## Passage shown
────────

William Castle: Happily enough I was part of a committee, which Dr. Pauling was a member, and this
was the committee that gave some of the information to Vannevar Bush for the eventual
appearance of the book referred to yesterday by Dr. Knowles, of Science the Endless Frontier. We traveled about the country, we had very pleasant one night stands, on the whole,
here and there, and we had, we discussed scientific matters in general and sometimes
in particular.
It was 1946, I think, that we were coming, Dr. Pauling and I, on the train from Denver
to Chicago. And I was very much interested in talking with him because I knew of his
interest in the relations of antigens to antibodies that just had been referred to
by Dr. Morell, and I was getting a great deal of exciting information from Dr. Pauling.
And then I mentioned a couple of things about sickle cell disease, but mainly the
fact that Dr. Sherman, who was working in Baltimore, in Windtropes Laboratory, had
observed that when the cells of this disease were sickled, they showed under the polarizing
microscope birefringence and suggested the possibility that this meant molecular orientation
and that might then mean, explain why the cells were, as it were, oriented in one
direction rather than spheroidal.

────────

## Material provided
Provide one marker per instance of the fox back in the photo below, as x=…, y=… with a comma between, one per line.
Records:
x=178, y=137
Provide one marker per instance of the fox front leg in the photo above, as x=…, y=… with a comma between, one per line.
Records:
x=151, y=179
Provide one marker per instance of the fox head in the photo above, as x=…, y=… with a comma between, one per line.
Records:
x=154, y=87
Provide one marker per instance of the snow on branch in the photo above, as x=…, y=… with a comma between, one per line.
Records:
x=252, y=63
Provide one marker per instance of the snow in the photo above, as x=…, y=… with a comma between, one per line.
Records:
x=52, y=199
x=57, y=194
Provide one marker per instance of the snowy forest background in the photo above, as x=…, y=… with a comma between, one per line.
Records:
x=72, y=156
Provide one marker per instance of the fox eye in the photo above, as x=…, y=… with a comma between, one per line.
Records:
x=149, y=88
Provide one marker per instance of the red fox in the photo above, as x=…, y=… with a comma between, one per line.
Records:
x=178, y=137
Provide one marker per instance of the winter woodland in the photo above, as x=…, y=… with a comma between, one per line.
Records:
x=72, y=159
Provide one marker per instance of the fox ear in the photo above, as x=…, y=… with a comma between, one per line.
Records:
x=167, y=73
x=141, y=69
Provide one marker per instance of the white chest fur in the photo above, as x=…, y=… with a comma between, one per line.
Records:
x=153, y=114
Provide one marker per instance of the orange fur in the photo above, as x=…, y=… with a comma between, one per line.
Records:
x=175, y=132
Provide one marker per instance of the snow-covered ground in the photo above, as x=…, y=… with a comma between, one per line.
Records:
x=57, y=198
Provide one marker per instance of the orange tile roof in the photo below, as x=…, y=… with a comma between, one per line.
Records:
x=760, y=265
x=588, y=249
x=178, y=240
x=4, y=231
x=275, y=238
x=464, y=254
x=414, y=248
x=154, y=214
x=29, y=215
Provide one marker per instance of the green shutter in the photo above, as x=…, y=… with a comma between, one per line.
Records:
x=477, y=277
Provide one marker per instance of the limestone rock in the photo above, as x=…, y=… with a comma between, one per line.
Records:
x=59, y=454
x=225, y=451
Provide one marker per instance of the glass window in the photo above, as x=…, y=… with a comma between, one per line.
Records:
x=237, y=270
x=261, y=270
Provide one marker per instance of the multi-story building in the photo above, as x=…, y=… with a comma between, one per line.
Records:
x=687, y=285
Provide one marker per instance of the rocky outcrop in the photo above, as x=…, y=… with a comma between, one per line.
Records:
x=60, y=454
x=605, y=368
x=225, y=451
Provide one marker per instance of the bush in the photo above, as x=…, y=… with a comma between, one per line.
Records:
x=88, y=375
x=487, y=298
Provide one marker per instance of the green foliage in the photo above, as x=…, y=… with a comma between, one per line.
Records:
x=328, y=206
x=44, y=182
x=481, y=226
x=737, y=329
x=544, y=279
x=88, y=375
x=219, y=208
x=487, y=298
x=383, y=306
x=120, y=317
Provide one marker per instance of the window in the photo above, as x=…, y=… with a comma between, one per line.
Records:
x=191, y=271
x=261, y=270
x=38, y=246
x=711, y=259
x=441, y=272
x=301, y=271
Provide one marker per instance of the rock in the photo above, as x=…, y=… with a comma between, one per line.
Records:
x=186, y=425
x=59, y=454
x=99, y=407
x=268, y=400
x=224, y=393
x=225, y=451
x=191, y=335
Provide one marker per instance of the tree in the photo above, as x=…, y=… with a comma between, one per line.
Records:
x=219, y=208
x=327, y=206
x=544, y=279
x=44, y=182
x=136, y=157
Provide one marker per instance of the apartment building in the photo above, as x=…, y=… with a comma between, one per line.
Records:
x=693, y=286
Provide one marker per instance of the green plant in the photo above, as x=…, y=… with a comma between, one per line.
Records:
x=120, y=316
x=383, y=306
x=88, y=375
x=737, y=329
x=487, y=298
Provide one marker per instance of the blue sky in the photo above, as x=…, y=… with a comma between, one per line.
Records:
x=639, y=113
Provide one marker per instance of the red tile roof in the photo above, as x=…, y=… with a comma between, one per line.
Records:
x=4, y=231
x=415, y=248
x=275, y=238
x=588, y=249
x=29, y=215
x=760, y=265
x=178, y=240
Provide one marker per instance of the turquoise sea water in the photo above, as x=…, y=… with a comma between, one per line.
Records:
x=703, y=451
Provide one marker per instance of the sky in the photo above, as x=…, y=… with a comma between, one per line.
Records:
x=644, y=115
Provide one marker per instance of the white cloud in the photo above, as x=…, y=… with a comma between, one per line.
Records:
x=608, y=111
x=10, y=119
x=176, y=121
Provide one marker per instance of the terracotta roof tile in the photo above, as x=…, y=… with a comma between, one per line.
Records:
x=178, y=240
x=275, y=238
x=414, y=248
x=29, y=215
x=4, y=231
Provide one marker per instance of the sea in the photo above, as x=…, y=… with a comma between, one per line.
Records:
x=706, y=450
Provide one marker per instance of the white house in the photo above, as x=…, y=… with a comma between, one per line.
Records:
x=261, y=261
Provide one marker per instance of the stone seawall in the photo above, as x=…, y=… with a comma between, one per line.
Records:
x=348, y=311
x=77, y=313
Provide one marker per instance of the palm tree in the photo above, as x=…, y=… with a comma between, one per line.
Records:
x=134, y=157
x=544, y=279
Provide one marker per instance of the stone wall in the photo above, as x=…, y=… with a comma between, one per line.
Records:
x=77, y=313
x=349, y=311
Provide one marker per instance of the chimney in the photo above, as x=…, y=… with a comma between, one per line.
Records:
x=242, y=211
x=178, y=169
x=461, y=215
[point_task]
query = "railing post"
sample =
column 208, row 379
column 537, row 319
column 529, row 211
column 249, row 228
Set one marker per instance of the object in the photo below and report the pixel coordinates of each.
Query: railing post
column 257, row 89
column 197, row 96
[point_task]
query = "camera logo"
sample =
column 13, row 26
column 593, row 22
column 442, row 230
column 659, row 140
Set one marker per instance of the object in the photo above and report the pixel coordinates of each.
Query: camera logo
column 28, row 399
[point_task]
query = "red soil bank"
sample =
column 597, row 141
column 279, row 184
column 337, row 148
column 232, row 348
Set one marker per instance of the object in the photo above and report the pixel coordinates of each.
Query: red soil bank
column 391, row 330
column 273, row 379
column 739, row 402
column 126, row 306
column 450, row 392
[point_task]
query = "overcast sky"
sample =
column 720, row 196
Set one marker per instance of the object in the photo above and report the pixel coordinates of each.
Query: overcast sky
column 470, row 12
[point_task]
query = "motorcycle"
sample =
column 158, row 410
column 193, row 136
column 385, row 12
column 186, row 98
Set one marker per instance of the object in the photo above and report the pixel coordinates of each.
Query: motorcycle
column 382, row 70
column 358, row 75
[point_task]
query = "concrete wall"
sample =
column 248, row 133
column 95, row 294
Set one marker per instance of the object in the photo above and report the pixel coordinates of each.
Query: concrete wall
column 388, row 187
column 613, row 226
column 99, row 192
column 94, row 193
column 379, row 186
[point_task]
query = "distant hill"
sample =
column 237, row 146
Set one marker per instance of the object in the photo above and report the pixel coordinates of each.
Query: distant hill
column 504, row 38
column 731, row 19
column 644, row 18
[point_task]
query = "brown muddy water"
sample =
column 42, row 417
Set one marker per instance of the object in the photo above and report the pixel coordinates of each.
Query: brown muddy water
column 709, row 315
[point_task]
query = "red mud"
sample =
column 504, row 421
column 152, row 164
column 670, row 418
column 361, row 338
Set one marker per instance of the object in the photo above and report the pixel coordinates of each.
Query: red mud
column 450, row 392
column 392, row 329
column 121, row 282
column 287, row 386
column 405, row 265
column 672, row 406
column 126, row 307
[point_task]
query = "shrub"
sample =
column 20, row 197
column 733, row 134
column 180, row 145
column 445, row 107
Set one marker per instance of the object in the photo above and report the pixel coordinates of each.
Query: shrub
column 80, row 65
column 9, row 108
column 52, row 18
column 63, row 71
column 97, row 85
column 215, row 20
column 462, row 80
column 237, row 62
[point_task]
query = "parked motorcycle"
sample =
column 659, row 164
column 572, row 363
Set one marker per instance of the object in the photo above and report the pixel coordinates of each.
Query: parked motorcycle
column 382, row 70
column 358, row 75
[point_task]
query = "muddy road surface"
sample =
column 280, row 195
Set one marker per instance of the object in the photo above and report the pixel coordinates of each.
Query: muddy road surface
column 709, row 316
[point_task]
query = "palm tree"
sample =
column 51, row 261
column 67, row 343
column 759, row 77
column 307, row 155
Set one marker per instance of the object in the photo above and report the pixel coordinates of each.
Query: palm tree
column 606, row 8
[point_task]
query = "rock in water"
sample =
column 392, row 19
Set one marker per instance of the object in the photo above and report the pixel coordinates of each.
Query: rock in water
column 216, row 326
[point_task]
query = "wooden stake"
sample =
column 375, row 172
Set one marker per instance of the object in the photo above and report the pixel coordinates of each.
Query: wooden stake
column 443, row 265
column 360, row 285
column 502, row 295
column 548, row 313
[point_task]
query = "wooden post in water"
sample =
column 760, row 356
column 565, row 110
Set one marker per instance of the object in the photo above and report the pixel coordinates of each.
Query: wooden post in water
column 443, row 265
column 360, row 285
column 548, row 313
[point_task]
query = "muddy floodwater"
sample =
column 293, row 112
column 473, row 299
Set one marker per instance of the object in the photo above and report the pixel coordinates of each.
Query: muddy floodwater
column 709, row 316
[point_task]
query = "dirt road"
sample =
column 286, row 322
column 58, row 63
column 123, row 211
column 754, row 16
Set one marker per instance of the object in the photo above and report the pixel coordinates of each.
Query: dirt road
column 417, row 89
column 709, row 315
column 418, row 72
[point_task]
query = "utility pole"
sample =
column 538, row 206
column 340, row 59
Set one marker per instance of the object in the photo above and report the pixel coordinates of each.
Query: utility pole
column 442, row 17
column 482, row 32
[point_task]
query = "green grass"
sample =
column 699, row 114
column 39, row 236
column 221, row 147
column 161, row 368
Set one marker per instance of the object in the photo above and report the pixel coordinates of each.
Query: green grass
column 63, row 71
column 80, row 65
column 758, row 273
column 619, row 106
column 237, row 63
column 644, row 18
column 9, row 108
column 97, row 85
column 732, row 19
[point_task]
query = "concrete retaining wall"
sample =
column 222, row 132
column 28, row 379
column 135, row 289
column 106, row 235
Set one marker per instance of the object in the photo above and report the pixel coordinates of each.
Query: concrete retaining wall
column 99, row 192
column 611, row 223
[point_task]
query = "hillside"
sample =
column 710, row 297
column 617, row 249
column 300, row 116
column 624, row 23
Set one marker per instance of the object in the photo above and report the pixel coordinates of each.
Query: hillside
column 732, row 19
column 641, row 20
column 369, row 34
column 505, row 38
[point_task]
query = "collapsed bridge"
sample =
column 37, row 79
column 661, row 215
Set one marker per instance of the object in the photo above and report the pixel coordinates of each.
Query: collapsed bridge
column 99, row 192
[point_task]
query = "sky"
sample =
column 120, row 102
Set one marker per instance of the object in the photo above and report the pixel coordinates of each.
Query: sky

────────

## Required action A
Quote the William Castle passage word for word, everything from "It was 1946, I" down to "rather than spheroidal.".
## Required action B
For each statement below, say yes or no to whether the William Castle passage supports it, and quote the deciding words from the passage.
(i) Castle and Dr. Pauling rode a train from Denver to Chicago.
(ii) The committee held all of its meetings in one city.
(iii) Dr. Sherman saw birefringence under the polarizing microscope in sickled cells.
## Required action C
Please carry on the William Castle passage from the point where it stops.

## Exercise answer A
It was 1946, I think, that we were coming, Dr. Pauling and I, on the train from Denver
to Chicago. And I was very much interested in talking with him because I knew of his
interest in the relations of antigens to antibodies that just had been referred to
by Dr. Morell, and I was getting a great deal of exciting information from Dr. Pauling.
And then I mentioned a couple of things about sickle cell disease, but mainly the
fact that Dr. Sherman, who was working in Baltimore, in Windtropes Laboratory, had
observed that when the cells of this disease were sickled, they showed under the polarizing
microscope birefringence and suggested the possibility that this meant molecular orientation
and that might then mean, explain why the cells were, as it were, oriented in one
direction rather than spheroidal.

## Exercise answer B
(i) Yes: "we were coming, Dr. Pauling and I, on the train from Denver to Chicago"
(ii) No: "We traveled about the country"
(iii) Yes: "when the cells of this disease were sickled, they showed under the polarizing microscope birefringence"

## Exercise answer C
And I didn’t even appreciate, at that time, that this was the hemoglobin. This has
been overstated a bit, although the Hahn-Gillespie paper was clearly there. I am very
confident that I did not imply anything more in the discussion with Dr. Pauling than
this, I thought, was the kind of thing in which he was interested and that there was
molecular orientation.
Audience Question: Had Harris produced tactoids then?
William Castle: No, no, no, this had not been done. And that did not come until 1950, which was the
year after the Itano-Pauling paper. So I think at this point, having a historical
relevant, I should turn the floor over to Dr. Pauling because this was our last contribution
to the great things that happened thereafter.